**TASK OBJECTIVE:** Please reproduce all of the data below verbatim, keeping every line and character unchanged.

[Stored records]
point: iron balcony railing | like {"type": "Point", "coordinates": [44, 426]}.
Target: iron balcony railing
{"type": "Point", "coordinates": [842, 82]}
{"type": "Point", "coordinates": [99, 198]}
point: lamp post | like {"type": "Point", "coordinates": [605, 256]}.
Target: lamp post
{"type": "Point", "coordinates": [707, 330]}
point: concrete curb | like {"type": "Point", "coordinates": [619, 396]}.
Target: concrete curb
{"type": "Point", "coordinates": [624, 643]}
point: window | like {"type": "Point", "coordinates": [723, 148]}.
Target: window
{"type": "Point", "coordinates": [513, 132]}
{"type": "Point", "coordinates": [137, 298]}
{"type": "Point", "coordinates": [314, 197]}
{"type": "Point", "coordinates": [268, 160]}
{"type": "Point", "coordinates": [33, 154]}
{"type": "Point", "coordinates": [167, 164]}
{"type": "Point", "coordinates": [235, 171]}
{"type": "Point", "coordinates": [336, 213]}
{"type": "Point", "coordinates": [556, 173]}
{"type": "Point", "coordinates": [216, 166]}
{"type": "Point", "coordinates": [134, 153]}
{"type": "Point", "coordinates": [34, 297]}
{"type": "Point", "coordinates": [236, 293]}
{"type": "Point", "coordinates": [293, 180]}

**SOLUTION FOR THIS TASK:**
point: iron balcony railing | like {"type": "Point", "coordinates": [44, 426]}.
Target: iron balcony railing
{"type": "Point", "coordinates": [842, 82]}
{"type": "Point", "coordinates": [99, 198]}
point: lamp post | like {"type": "Point", "coordinates": [605, 256]}.
Target: lamp post
{"type": "Point", "coordinates": [707, 330]}
point: concrete curb | like {"type": "Point", "coordinates": [619, 396]}.
Target: concrete curb
{"type": "Point", "coordinates": [624, 643]}
point: window | like {"type": "Point", "coordinates": [723, 148]}.
Target: window
{"type": "Point", "coordinates": [513, 132]}
{"type": "Point", "coordinates": [137, 298]}
{"type": "Point", "coordinates": [314, 197]}
{"type": "Point", "coordinates": [268, 160]}
{"type": "Point", "coordinates": [33, 154]}
{"type": "Point", "coordinates": [167, 164]}
{"type": "Point", "coordinates": [235, 171]}
{"type": "Point", "coordinates": [336, 213]}
{"type": "Point", "coordinates": [556, 173]}
{"type": "Point", "coordinates": [216, 166]}
{"type": "Point", "coordinates": [134, 153]}
{"type": "Point", "coordinates": [34, 297]}
{"type": "Point", "coordinates": [236, 293]}
{"type": "Point", "coordinates": [293, 180]}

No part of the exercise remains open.